Data for this task:
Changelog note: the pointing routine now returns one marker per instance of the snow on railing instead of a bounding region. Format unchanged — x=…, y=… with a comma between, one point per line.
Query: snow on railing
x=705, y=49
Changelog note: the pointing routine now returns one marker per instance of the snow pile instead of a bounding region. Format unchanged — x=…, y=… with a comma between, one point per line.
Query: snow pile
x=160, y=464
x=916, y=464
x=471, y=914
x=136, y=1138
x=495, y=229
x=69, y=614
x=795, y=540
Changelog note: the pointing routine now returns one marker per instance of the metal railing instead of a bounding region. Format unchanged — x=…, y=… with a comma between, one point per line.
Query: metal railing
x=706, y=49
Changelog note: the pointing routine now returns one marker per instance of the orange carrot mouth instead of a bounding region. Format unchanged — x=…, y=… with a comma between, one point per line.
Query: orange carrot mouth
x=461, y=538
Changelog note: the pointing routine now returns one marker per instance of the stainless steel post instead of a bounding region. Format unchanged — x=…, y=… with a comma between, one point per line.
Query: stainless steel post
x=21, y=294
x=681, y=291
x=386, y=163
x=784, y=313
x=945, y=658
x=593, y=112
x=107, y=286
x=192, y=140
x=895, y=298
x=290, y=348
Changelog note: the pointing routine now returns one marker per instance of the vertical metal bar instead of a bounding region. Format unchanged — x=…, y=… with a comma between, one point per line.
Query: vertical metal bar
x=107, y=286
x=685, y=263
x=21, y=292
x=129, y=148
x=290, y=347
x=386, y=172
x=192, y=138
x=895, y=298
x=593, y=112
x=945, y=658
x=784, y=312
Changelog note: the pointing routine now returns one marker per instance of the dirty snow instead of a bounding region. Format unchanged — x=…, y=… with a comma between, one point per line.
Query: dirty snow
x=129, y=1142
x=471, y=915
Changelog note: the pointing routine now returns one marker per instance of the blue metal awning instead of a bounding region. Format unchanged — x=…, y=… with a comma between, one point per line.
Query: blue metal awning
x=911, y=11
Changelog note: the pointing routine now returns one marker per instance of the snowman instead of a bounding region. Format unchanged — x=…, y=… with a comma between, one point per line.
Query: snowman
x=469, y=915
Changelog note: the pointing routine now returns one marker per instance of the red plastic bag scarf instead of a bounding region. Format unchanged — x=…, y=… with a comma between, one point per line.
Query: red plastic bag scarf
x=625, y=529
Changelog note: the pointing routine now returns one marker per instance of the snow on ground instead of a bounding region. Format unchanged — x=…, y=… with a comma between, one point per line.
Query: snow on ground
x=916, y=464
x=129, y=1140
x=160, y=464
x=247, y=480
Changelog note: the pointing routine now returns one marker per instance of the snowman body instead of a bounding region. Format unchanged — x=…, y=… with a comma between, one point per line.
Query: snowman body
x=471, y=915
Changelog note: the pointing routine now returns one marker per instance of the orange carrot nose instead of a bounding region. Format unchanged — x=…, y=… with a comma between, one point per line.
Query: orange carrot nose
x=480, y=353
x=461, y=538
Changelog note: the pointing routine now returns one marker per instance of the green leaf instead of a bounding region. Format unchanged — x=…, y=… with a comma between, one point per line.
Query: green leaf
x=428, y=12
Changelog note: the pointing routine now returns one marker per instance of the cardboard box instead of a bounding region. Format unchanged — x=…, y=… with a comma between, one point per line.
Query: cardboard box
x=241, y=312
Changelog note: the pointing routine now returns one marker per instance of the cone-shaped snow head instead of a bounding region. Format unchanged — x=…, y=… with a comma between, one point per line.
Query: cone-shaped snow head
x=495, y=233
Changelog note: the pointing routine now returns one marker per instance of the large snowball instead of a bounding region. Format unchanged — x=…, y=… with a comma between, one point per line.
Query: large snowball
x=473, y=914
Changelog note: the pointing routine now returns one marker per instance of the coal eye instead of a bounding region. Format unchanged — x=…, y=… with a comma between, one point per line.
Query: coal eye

Task to carry out:
Please copy the lines exactly as they appear, beginning with the first line and stopping after the one that contains "x=705, y=49".

The response:
Changelog note: the pointing routine now returns one marker per instance of the snow on railing instead of a bounding region. Format unchanged — x=…, y=… with a comma between, one point per line.
Query: snow on railing
x=705, y=49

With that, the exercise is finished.